┌─ 原文
唯有二哥,完全继承了父亲的脾气秉性,安安稳稳地当一位农民,全部心思都用在了一年四季伺候庄稼上面,种菜种瓜种庄稼,样样精通,风雨无阻,不误农时,他是故乡大地上的一位勤劳的耕作者。

每当我翻看法国画家米勒描绘的法兰斯大地上农夫劳作的场景,播种、收获、放羊、割草、拾麦穗等劳动者的形象,欣然入目,幡然欣喜,我总会想到正在故乡大地上勤奋劳动的二哥。

如今,二哥已是年近八旬的老翁,华发苍颜,颓然老矣。数年前,罹患脑血栓,幸好没有被拴住手脚,仍是照旧种菜。不想骑着自行车去县城办事,却意外摔倒在昏暗的铁路涵洞之中,大腿摔断了,从此坐上轮椅,早晚走出家门,坐在村口,跟几位七老八十的老哥们闲话桑麻。

二哥离开轮椅便不能行动,但他依旧守候着我们的故园。

三哥参军,我们家就成了军属,全家人都引以为荣。每逢春节,村干部慰问军属,每家派一名代表参加新春座谈会,每次都是我去参加,领取一包礼物,里面有水果糖、炒瓜子、炒花生等零食。

三哥在部队当上了军官,全家人个个笑逐颜开。他送给我一套军装,还有军帽,我立刻穿戴起来,顿时感到精神焕发。那个年代,军装就是男子汉最时髦的装束。我在县城上高中,学校里没有校服,三年期间都是穿着这套军装上学,我把它当成了校服。

三哥在部队举办婚礼,母亲在二哥陪同下,前往燕山军营,参加婚礼。这是母亲一生当中,唯一的一次,离开家乡去外地出远门,况且她又是去参加儿子的婚礼,母亲十分喜兴。回到家中,母亲还时常提起在部队里的见闻,面露喜色。

我参军两年后,离开部队,从邯郸赴京上军校。三哥在北京火车站前的地铁站入口等着我。我背着绿背包和许多生活用品,第一次到北京,又是第一次坐地铁,心中恍恍然,急忙追赶同行的几名同学,跟三哥打个招呼,赶紧登上地铁离去,匆匆而别。三哥的部队在延庆,我们军校在香山,相距并不太远,但我在军校里学习紧张,也没有到三哥家中去探望。
└─
┌─ 数据摘录
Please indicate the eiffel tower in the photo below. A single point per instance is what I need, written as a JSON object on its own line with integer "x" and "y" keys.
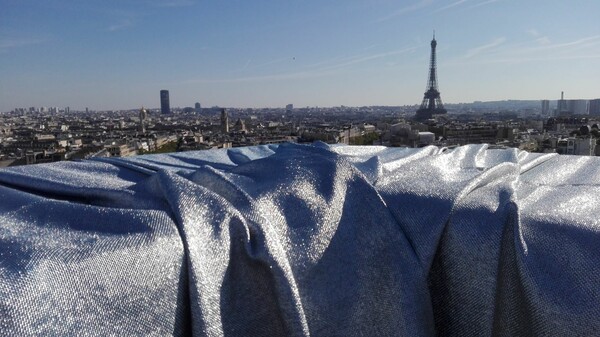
{"x": 432, "y": 102}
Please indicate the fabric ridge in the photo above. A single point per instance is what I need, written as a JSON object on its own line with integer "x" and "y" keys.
{"x": 303, "y": 240}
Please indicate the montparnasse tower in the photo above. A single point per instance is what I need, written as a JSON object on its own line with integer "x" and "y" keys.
{"x": 432, "y": 102}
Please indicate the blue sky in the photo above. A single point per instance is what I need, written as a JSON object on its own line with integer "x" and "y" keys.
{"x": 112, "y": 54}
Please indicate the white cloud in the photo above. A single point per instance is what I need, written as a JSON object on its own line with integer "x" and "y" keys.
{"x": 478, "y": 50}
{"x": 454, "y": 4}
{"x": 484, "y": 3}
{"x": 120, "y": 25}
{"x": 407, "y": 9}
{"x": 174, "y": 3}
{"x": 10, "y": 43}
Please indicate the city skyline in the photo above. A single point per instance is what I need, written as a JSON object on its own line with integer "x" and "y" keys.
{"x": 113, "y": 55}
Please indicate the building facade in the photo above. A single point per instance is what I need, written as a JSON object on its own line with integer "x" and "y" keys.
{"x": 165, "y": 106}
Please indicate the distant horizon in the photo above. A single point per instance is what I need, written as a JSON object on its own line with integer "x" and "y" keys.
{"x": 105, "y": 54}
{"x": 79, "y": 109}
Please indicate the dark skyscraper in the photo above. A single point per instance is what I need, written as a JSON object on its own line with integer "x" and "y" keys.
{"x": 432, "y": 102}
{"x": 165, "y": 107}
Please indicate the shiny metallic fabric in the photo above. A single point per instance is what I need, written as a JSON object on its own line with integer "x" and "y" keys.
{"x": 295, "y": 240}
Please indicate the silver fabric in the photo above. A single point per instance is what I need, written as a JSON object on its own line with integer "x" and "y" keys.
{"x": 296, "y": 240}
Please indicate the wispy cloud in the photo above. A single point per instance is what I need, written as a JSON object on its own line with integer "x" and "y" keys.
{"x": 174, "y": 3}
{"x": 247, "y": 64}
{"x": 261, "y": 78}
{"x": 325, "y": 68}
{"x": 454, "y": 4}
{"x": 537, "y": 49}
{"x": 8, "y": 43}
{"x": 365, "y": 58}
{"x": 483, "y": 3}
{"x": 123, "y": 24}
{"x": 405, "y": 10}
{"x": 533, "y": 32}
{"x": 478, "y": 50}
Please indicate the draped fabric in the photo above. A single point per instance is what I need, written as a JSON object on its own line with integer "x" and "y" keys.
{"x": 295, "y": 240}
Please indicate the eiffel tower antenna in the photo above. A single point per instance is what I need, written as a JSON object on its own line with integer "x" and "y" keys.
{"x": 432, "y": 101}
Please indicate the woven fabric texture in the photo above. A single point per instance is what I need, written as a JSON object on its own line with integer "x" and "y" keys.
{"x": 297, "y": 240}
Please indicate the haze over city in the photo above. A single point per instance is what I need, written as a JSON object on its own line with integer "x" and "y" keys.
{"x": 119, "y": 54}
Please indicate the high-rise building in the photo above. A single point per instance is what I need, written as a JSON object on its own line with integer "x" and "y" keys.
{"x": 143, "y": 117}
{"x": 224, "y": 121}
{"x": 577, "y": 106}
{"x": 561, "y": 106}
{"x": 432, "y": 102}
{"x": 545, "y": 107}
{"x": 594, "y": 107}
{"x": 165, "y": 107}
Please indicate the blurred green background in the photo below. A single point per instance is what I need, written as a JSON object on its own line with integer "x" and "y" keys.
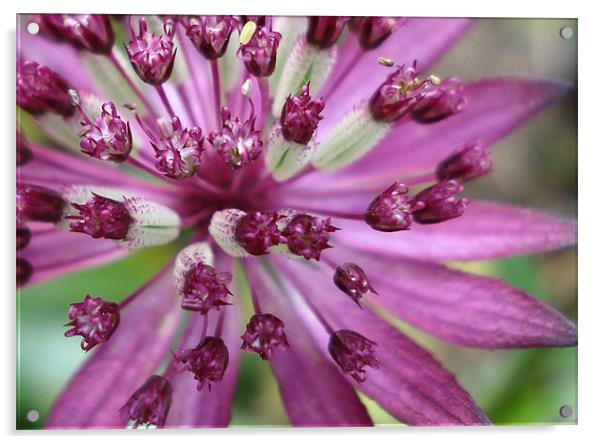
└─
# 练习题目
A. 原文提到米勒画中有哪些劳作场景?请全部列出。
B. 请把原文中以“如今,二哥已是年近八旬的老翁”开头的那一段压缩改写,保留主要事实。
C. 请接着原文的最后一句往下写。

# 练习答案
A. 播种、收获、放羊、割草、拾麦穗

B. 二哥已年近八旬,白发苍苍。几年前他患了脑血栓,所幸手脚没受影响,仍然照常种菜。后来他骑自行车去县城办事,在昏暗的铁路涵洞里摔断了大腿,从此只能坐轮椅。他每天早晚出门,坐在村口和几位年纪相仿的老人闲聊农事。

C.
我在军中喜好文学,训练执勤之余,唯有阅读文学杂志和经典著作。我在太行山中的军营给三哥写信求助,请他在北京购买几本文学书籍,并在信中开列了书单。不久,三哥给我寄来了一本《外国文学史》。

1987年春节,我到达燕山军营,父亲也在那里,我们就在三哥家中一起过年。转年夏天,父亲已经回到家乡,我从外地参加军事演习,回到部队后,休假,又到燕山军营待了十几天。每天带着小侄子到营区内的山坡上游玩,远眺长城,山峦起伏,风景秀美。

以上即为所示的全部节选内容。